- **What you need to do**
• a. According to the passage on GluR1 trafficking in geniculate neurons, what share of GluR1 receptors is located within the PSD at RG synapses?
• b. Please carry on the passage on GluR1 trafficking in geniculate neurons from its last sentence.

++++ Extract provided ++++

To test whether the newly delivered GluR1 in PSD mediates CG transmission, we virally expressed GluR1-GFP and GluR1ct-GFP in LGN in vivo and subsequently recorded CG responses in vitro. The CG stimulation resulted in enhanced rectification of CG AMPA responses in GluR1-GFP expressing neurons and reduced CG AMPA responses in GluR1ct-GFP expressing neurons (Fig. 9E–F). Bath application of APV blocked the effects (Fig. 9E–F). The results indicate that as with AMPA-Rs in the deliverable pool at RG synapses, those at CG synapses can be delivered into synapses to mediate transmission. Collectively, these results suggest that vision-dependent activity is responsible for the selective delivery of GluR1-containing AMPA-Rs into RG synapses but not into CG synapses.

DISCUSSION

In this study, we have demonstrated that GluR1-containing AMPA-Rs, which have slow gating kinetics, selectively mediate transmission at RG but not CG synapses in single geniculate neurons. In addition, only ~12% of GluR1 receptors are located within PSD at RG synapses, forming a synaptic pool of AMPA-Rs. The majority of GluR1 receptors are located in the nearby deliverable (~18%) and residual (~70%) pools. Moreover, Ras and Rap2 signal bi-directional GluR1 trafficking between the deliverable and synaptic pools; the processes effectively enhance and reduce synaptic strength, respectively. Finally, we show that non-selective transportation of GluR1 to both RG and CG synapses followed by preferential incorporation of GluR1 into RG synapses mediates synapse-specific delivery of GluR1.

++++ Extracted information ++++

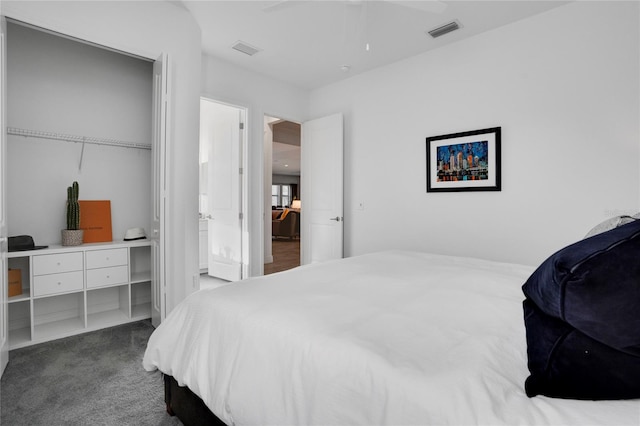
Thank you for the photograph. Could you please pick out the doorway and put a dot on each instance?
(282, 194)
(222, 191)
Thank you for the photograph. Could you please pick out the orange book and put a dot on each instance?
(95, 220)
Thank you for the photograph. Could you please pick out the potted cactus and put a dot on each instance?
(72, 236)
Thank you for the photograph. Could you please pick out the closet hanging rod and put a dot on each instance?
(75, 138)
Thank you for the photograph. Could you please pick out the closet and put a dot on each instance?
(76, 112)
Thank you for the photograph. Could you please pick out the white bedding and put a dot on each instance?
(388, 338)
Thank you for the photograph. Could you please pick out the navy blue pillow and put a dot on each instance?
(565, 363)
(594, 286)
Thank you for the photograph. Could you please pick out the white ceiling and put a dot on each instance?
(306, 43)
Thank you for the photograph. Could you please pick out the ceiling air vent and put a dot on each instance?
(243, 47)
(446, 28)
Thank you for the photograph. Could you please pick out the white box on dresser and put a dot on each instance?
(72, 290)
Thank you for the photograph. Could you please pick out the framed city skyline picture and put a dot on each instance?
(465, 161)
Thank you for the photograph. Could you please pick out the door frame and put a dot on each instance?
(266, 199)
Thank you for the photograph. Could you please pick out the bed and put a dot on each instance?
(393, 338)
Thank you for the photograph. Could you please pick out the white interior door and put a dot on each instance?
(4, 317)
(321, 180)
(221, 131)
(159, 191)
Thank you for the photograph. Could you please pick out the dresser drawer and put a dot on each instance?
(57, 283)
(106, 258)
(56, 263)
(107, 276)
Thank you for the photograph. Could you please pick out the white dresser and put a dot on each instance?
(72, 290)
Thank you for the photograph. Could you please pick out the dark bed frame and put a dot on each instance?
(187, 406)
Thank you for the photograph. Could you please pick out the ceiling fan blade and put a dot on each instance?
(431, 6)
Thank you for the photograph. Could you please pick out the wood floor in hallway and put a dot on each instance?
(286, 255)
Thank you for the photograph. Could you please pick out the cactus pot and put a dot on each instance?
(72, 237)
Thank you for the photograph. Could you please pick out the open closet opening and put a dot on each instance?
(76, 112)
(282, 190)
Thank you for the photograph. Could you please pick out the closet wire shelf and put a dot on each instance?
(74, 138)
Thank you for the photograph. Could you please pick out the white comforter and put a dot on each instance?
(389, 338)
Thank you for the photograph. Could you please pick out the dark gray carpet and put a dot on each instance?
(91, 379)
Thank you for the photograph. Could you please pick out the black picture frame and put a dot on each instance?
(464, 161)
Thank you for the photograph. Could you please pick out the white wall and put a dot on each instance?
(261, 95)
(564, 87)
(148, 29)
(62, 86)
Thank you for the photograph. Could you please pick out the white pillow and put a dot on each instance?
(611, 223)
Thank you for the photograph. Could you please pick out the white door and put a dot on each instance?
(4, 317)
(159, 190)
(221, 132)
(321, 180)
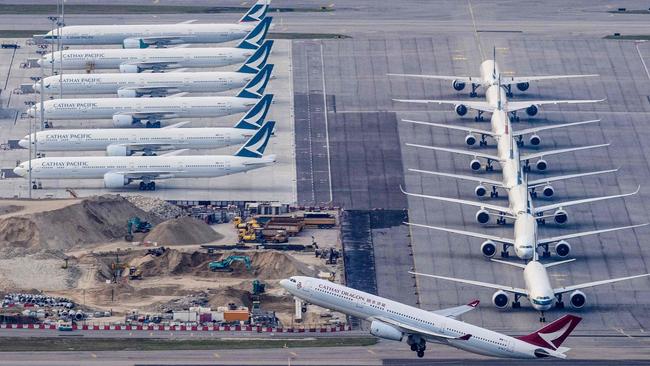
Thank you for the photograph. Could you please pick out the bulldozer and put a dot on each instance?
(136, 225)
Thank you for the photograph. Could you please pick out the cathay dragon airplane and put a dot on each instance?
(159, 35)
(397, 322)
(150, 84)
(119, 171)
(252, 49)
(539, 291)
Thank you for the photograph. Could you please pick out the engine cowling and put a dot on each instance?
(458, 85)
(127, 93)
(383, 330)
(129, 69)
(532, 110)
(480, 190)
(560, 216)
(122, 120)
(461, 109)
(115, 180)
(470, 139)
(562, 249)
(548, 191)
(500, 299)
(482, 216)
(523, 86)
(475, 165)
(578, 299)
(488, 248)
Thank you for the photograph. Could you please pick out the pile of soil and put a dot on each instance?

++++

- **Answer set**
• a. About 12%.

• b.
Synapse-specific AMPA-R trafficking

Synapse-specific incorporation of different AMPA-R subunits, which exhibit distinct gating properties, can have profound impacts on synaptic integration and information processing (Gardner et al., 2001; Geiger et al., 1997; Jonas, 2000; Toth and McBain, 1998). The slow, more GluR1-mediated RG EPSCs, combined with their large amplitude (Chen and Regehr, 2000; Turner and Salt, 1998), are crucial for generating sufficient charge to initiate action potentials with precise timing to faithfully relay ascending sensory information (Augustinaite and Heggelund, 2007; Liu and Chen, 2008). On the other hand, the fast, mainly GluR4-mediated CG EPSCs, which are small in amplitude (Turner and Salt, 1998), provide limited current charge. These small inputs, which become even smaller and more prolonged somatic depolarizations due to the severe dendritic filtering, are well suited for slow adjustment of the membrane potential in geniculate neurons (Steriade et al., 1997; Wang et al., 2006). Thus, differential incorporation of GluR1 and GluR4 allows RG and CG synapses to function as efficient drivers and modulators to relay visual information and modulate RG transmission in LGN, respectively (Sherman and Guillery, 2002; Steriade et al., 1997).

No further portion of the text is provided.